*** Opening Document segment ***
Usability Week 2010

Principles of Interface Design

  • Toronto: Tuesday, August 10
  • San Francisco: Friday, October 8
  • Copenhagen: Friday, October 22

Kathryn Whitenton
Raluca Budiu

Full-Day Tutorial

This course covers the most relevant concepts from human-computer interaction (HCI) and how they determine the usability of interface designs. Humans, computers, and interactions all have basic characteristics that tend to be stable over time: learning about them will give you a vocabulary to analyze user interfaces to derive deeper, more conceptual and penetrating insights than simply saying “this works” or “this doesn’t work.” This course tells you why certain interactions work better for certain circumstances. Understanding the basic tenets of human-computer interaction thus helps you design more effective websites and applications.

What You’ll Learn

  • The components of an interactive system and the constraints that come with them
  • Fundamental HCI research that forms the basis of current design principles
  • How to think about a user interface in a principled way
  • How to use HCI principles to develop usable, useful, and universal interfaces

Course Outline

  • Introduction
    • Brief history of human-computer interaction
  • Humans in HCI
    • Human information processing: an overview
    • Perceptual-motor interaction and implications for HCI
    • Mental models and their importance for operating devices
      • Teaching mental models to the users
    • Task-loading and stress in HCI
  • Computers in HCI
    • Input devices
      • Keyboards and text entry; pointing devices
      • Evaluation and analysis of input devices: Fitts’ Law, Hicks’ Law, Steering Law, Minimum Jerk Law
      • Keystroke-level model and GOMS Analysis
      • Modalities of interaction: speech, bimanual input, pen/gesture input, multitouch
    • Output devices: displays, speech and auditory output
  • Interaction style
    • Direct Manipulation
    • Menus, Forms, Dialogs
    • Interaction devices
    • Collaboration
    • Multimodal interaction: screen readers
    • Universal design: issues in designing for specific populations (such as kids, seniors, physically-disabled adults)
*** Closing Document segment ***
*** Opening Data shown ***
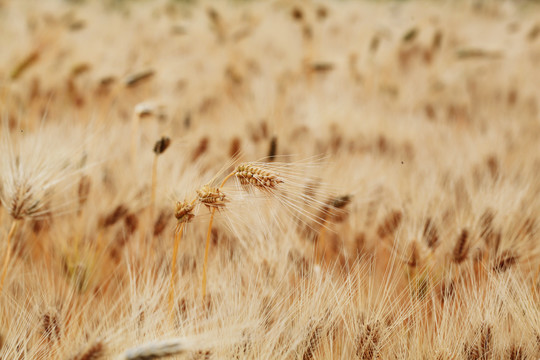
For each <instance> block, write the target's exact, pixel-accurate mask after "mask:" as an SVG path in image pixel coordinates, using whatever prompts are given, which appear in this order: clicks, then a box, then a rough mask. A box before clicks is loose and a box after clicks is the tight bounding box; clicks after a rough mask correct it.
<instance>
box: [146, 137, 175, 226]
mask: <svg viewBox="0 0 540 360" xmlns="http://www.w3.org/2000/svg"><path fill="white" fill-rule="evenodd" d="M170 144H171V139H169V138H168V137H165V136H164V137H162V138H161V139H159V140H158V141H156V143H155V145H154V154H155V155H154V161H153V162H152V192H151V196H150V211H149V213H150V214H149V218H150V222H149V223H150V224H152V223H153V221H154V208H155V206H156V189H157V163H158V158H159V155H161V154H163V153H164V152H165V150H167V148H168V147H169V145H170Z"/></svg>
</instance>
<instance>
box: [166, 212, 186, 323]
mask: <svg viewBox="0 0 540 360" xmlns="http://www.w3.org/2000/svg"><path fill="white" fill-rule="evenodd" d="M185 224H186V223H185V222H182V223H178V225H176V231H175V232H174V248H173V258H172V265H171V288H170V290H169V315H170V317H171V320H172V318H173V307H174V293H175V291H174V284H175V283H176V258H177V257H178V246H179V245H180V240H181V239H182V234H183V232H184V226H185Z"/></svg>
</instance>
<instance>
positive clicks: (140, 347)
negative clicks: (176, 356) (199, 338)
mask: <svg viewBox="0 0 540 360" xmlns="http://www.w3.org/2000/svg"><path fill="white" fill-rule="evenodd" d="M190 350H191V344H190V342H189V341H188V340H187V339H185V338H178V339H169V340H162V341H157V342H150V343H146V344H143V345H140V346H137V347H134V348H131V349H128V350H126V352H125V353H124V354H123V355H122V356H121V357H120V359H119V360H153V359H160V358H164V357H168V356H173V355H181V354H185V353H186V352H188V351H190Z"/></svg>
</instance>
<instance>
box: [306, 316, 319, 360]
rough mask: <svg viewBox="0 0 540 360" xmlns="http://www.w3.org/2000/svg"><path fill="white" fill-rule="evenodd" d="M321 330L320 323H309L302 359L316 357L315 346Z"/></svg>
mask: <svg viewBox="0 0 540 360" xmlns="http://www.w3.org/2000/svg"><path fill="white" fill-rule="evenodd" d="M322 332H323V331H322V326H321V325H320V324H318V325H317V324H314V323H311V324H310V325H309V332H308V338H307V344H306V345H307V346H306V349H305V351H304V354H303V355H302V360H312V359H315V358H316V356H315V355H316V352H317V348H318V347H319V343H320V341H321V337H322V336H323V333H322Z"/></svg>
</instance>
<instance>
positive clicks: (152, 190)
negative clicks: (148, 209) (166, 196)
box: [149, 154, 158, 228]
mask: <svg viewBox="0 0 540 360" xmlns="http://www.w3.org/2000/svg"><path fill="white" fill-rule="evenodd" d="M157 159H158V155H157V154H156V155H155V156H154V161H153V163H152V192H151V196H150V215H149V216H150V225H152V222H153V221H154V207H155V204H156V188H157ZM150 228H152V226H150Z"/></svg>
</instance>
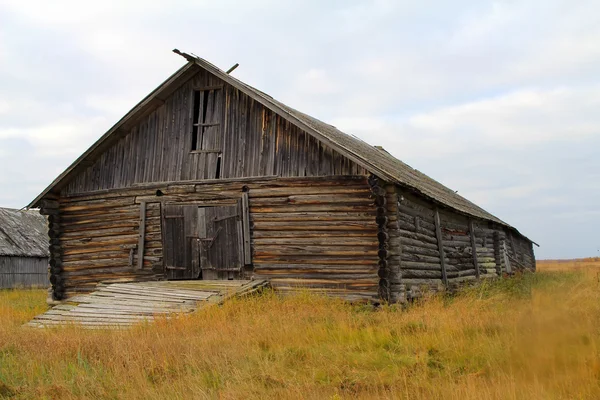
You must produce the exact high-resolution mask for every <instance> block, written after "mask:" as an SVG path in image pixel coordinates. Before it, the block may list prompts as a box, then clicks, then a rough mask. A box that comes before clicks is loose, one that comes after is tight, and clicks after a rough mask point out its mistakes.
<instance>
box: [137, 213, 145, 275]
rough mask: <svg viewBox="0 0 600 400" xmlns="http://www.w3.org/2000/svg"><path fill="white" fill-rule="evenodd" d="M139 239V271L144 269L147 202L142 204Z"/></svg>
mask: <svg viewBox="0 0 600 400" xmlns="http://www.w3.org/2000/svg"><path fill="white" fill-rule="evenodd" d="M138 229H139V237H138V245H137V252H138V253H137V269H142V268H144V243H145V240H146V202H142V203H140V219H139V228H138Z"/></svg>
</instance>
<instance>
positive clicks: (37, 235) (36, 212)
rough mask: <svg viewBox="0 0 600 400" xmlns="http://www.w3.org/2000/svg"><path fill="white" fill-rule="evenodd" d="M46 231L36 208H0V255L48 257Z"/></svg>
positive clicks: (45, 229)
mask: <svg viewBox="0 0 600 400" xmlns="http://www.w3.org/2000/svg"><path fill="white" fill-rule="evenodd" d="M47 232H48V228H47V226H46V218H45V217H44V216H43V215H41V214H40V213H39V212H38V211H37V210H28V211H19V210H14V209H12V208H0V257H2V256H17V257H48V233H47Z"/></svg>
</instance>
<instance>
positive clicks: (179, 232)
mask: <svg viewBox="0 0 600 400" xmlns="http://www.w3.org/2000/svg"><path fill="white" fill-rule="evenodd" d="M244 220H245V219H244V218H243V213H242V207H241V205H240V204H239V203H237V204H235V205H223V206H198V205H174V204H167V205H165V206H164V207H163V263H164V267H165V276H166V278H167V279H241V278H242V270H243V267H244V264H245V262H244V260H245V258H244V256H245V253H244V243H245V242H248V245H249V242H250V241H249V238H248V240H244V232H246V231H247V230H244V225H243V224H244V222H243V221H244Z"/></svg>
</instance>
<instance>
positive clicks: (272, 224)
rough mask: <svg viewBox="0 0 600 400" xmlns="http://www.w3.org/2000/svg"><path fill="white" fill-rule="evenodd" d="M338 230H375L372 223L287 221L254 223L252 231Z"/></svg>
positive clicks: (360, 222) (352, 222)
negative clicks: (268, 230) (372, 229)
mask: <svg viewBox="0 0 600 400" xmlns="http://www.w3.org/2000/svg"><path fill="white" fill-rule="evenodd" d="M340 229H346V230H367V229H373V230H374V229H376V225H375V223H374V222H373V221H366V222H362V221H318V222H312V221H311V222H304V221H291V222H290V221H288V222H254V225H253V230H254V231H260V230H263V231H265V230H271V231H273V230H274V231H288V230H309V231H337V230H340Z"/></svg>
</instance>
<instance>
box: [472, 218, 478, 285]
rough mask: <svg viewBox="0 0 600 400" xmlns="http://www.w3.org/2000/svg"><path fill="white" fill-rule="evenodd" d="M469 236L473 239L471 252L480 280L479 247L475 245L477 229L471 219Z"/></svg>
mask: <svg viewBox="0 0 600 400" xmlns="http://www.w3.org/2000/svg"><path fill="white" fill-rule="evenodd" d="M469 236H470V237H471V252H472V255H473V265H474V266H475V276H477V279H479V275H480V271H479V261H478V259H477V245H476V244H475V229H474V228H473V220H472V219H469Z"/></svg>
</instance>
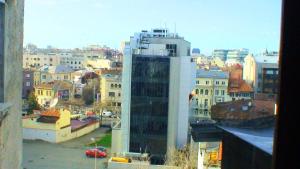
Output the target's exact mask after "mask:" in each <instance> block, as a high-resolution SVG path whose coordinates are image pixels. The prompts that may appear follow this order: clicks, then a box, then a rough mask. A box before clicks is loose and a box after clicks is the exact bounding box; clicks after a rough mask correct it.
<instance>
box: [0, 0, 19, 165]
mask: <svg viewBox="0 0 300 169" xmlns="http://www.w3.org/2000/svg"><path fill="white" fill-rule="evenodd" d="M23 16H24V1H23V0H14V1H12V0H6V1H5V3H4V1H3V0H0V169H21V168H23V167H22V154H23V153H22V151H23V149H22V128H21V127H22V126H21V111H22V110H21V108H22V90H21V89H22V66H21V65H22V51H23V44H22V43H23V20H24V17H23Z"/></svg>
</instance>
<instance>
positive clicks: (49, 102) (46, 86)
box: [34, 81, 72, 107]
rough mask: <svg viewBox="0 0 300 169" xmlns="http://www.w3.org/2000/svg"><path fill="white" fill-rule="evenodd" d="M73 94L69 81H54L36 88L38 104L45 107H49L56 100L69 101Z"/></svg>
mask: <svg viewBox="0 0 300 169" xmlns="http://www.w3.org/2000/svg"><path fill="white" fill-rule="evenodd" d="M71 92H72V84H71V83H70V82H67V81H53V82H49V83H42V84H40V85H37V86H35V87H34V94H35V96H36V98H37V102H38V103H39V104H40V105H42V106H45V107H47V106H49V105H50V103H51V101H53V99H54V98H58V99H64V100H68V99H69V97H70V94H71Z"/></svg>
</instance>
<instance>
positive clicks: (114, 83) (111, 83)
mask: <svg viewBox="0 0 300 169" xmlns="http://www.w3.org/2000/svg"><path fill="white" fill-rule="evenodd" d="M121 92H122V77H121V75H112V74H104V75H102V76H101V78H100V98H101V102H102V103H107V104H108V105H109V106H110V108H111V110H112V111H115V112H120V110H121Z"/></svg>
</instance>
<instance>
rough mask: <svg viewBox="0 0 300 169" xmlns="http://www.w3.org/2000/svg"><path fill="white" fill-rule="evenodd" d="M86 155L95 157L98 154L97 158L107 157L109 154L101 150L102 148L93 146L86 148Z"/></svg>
*** Closing Data shown ***
* **Task statement**: Reproduce the full course description for the interface design tutorial, word for word.

* **Exercise response**:
Usability Week 2010

Principles of Interface Design

  • Toronto: Tuesday, August 10
  • San Francisco: Friday, October 8
  • Copenhagen: Friday, October 22

Kathryn Whitenton
Raluca Budiu

Full-Day Tutorial

This course covers the most relevant concepts from human-computer interaction (HCI) and how they determine the usability of interface designs. Humans, computers, and interactions all have basic characteristics that tend to be stable over time: learning about them will give you a vocabulary to analyze user interfaces to derive deeper, more conceptual and penetrating insights than simply saying “this works” or “this doesn’t work.” This course tells you why certain interactions work better for certain circumstances. Understanding the basic tenets of human-computer interaction thus helps you design more effective websites and applications.

What You’ll Learn

  • The components of an interactive system and the constraints that come with them
  • Fundamental HCI research that forms the basis of current design principles
  • How to think about a user interface in a principled way
  • How to use HCI principles to develop usable, useful, and universal interfaces

Course Outline

  • Introduction
    • Brief history of human-computer interaction
  • Humans in HCI
    • Human information processing: an overview
    • Perceptual-motor interaction and implications for HCI
    • Mental models and their importance for operating devices
      • Teaching mental models to the users
    • Task-loading and stress in HCI
  • Computers in HCI
    • Input devices
      • Keyboards and text entry; pointing devices
      • Evaluation and analysis of input devices: Fitts’ Law, Hicks’ Law, Steering Law, Minimum Jerk Law
      • Keystroke-level model and GOMS Analysis
      • Modalities of interaction: speech, bimanual input, pen/gesture input, multitouch
    • Output devices: displays, speech and auditory output
  • Interaction style
    • Direct Manipulation
    • Menus, Forms, Dialogs
    • Interaction devices
    • Collaboration
    • Multimodal interaction: screen readers
    • Universal design: issues in designing for specific populations (such as kids, seniors, physically-disabled adults)